*** Opening of Material for this task ***

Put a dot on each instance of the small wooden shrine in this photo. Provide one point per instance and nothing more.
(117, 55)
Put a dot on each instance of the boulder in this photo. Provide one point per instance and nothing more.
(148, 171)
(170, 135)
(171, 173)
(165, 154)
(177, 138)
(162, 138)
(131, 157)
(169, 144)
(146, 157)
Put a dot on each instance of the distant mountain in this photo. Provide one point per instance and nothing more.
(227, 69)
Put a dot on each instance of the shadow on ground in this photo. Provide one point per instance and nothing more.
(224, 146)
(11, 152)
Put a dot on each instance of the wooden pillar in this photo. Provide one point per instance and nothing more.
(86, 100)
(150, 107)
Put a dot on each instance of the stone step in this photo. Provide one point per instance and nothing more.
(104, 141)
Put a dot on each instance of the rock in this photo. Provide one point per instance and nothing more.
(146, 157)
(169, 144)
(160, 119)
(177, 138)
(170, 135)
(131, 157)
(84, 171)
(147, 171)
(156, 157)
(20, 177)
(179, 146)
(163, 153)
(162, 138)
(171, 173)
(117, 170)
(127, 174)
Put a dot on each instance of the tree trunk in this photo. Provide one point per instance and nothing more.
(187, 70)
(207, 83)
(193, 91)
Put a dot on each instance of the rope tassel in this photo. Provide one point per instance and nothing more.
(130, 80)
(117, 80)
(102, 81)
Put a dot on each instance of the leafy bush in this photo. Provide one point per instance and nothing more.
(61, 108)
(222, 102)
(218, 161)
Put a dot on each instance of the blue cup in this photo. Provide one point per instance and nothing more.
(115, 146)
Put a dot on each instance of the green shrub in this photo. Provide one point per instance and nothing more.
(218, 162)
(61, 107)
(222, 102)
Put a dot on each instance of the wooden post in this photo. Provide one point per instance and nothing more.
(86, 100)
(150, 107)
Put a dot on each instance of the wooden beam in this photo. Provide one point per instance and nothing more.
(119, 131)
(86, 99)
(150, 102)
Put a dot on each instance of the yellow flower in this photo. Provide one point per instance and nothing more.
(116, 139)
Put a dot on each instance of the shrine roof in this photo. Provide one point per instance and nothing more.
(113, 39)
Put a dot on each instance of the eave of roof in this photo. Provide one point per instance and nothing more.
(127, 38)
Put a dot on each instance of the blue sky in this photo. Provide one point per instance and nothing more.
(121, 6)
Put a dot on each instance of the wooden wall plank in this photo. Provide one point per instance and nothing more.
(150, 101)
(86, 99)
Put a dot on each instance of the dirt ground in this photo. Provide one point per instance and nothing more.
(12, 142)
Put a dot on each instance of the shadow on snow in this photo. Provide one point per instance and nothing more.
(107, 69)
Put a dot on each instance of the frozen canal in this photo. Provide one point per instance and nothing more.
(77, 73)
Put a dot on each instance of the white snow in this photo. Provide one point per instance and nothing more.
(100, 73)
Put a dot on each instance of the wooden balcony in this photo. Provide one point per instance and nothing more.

*** Close of Material for this task ***

- Assigned task -
Transcribe all of the material exactly as it was written.

- Exercise result -
Put a dot on each instance of the small wooden shrine in this photo. Provide one point per instance and nothing more.
(117, 55)
Put a dot on each instance of the boulder in this photo. Provide one point per instance and nothing more.
(148, 171)
(170, 135)
(171, 173)
(165, 154)
(177, 138)
(162, 138)
(131, 157)
(169, 144)
(146, 157)
Put a dot on each instance of the distant mountain in this photo. Provide one point per instance and nothing more.
(227, 69)
Put a dot on each instance of the shadow on ground in this photo. Provide one point per instance and nothing more.
(224, 146)
(11, 152)
Put a dot on each instance of the wooden pillar in this photo. Provide one point per instance and nothing more.
(86, 100)
(150, 107)
Put a dot on each instance of the stone step in this photo. Provide one point per instance and nothing more.
(104, 141)
Put a dot on each instance of the rock in this photo. Provide one point per instance and nothing more.
(146, 157)
(169, 144)
(160, 119)
(177, 138)
(170, 135)
(131, 157)
(84, 171)
(147, 171)
(156, 157)
(20, 177)
(179, 146)
(163, 153)
(162, 138)
(171, 173)
(117, 170)
(127, 174)
Put a dot on each instance of the tree trunk in this photo. Provide one point per instance and nothing more.
(187, 70)
(207, 83)
(193, 91)
Put a dot on each instance of the rope tassel in this photo. Provide one point per instance and nothing more.
(130, 80)
(117, 80)
(102, 81)
Put a dot on each instance of the leafy bush in this photo. Provide one point per instance and nothing more.
(61, 108)
(222, 102)
(218, 161)
Put a dot on each instance of the blue cup in this photo. Provide one point per instance and nothing more.
(115, 146)
Put a dot on each instance of the green shrub in this photo. Provide one point per instance and nothing more.
(218, 162)
(61, 107)
(222, 102)
Put a dot on each instance of the wooden post in this photo. Provide one point per instance and nothing more.
(86, 100)
(150, 107)
Put a dot on each instance of the wooden beam in this photo. Provide one point per instance and nothing more.
(119, 131)
(86, 99)
(150, 102)
Put a dot on each instance of the yellow flower in this photo. Provide one point per instance and nothing more.
(116, 139)
Put a dot on each instance of the shrine roof in this photo. Provide one point per instance and nothing more.
(113, 39)
Put a dot on each instance of the eave of roof in this photo. Provide one point per instance and nothing more.
(127, 38)
Put a dot on each instance of the blue sky in this photo. Provide one point per instance and nothing more.
(121, 6)
Put a dot on each instance of the wooden wall plank in this photo. Provide one point per instance and nothing more.
(150, 101)
(86, 99)
Put a dot on each instance of the dirt ground in this photo. Provide one point per instance and nothing more.
(12, 142)
Put a dot on each instance of the shadow on snow in this photo. Provide one point per instance and nothing more.
(107, 69)
Put a dot on each instance of the frozen canal in this photo. Provide one point per instance and nothing more.
(77, 73)
Put a dot on each instance of the white snow in this photo. Provide one point per instance and nothing more.
(100, 73)
Put a dot on each instance of the wooden balcony in this photo. Provide one point per instance and nothing more.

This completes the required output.